(Material provided)
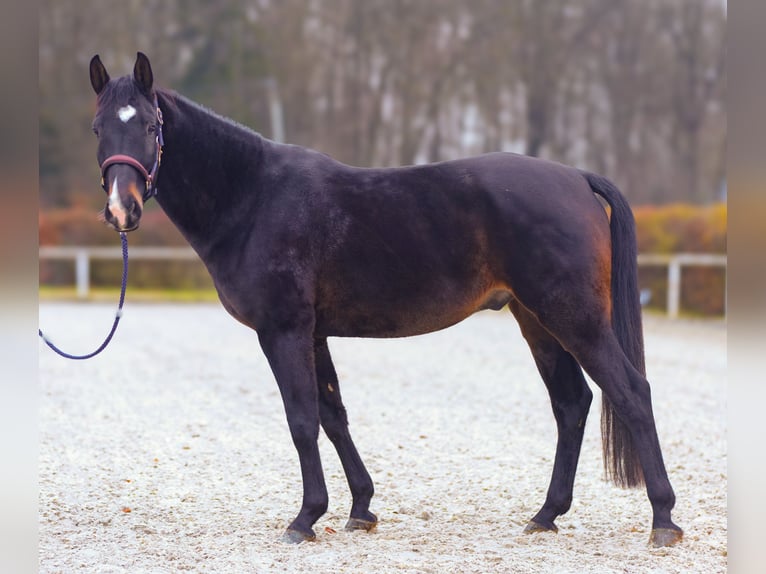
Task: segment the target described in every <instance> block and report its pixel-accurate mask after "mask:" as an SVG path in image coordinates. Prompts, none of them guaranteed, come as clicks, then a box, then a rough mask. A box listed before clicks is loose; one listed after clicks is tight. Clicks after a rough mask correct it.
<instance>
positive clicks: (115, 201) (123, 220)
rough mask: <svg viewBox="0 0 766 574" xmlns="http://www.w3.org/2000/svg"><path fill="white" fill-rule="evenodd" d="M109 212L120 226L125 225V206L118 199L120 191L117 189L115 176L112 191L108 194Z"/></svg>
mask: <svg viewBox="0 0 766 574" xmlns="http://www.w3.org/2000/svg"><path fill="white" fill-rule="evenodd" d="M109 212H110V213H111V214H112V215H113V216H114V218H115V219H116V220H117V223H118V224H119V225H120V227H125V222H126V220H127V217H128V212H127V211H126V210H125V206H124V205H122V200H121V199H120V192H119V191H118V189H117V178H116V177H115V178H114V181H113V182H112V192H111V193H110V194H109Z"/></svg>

---

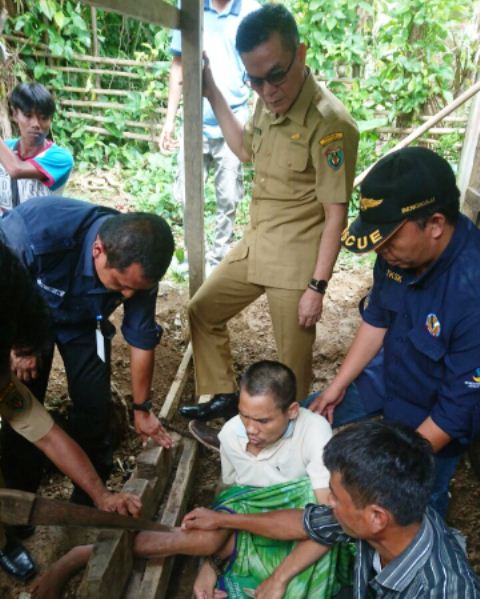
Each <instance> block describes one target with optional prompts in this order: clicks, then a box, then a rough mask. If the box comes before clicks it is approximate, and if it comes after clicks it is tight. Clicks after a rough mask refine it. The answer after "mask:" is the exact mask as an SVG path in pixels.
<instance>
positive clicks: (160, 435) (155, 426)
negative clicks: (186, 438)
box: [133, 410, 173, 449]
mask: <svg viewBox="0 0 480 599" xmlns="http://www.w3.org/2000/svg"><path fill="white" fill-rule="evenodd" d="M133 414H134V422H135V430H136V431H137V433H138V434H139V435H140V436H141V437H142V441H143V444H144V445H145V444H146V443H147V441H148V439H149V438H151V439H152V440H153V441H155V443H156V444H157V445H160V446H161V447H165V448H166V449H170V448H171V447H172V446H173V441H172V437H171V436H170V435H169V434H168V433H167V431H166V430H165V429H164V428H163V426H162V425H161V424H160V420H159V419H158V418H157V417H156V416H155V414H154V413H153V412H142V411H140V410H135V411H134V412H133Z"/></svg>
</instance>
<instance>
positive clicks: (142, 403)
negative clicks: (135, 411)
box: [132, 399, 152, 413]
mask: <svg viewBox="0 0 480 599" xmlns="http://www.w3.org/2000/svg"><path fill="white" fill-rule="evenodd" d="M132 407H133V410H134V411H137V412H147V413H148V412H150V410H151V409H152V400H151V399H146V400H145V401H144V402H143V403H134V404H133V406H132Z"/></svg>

(What this task involves)
Reproduce the lines above without any change, starting at the line that contains "Each <instance> block" and ending at the line that contains "box: [133, 410, 173, 449]", both included.

(Answer space)
Each <instance> block describes one target with optional prompts in this order: clicks, then a box, then a rough mask. If the box comes before clicks it is approximate, and if it comes after clicks it is tight. Clicks after a rough mask refine it. The answer after "mask:" is the exact mask as an SVG path in pixels.
<instance>
positive clicks: (160, 435) (155, 426)
negative clicks: (186, 438)
box: [133, 410, 173, 449]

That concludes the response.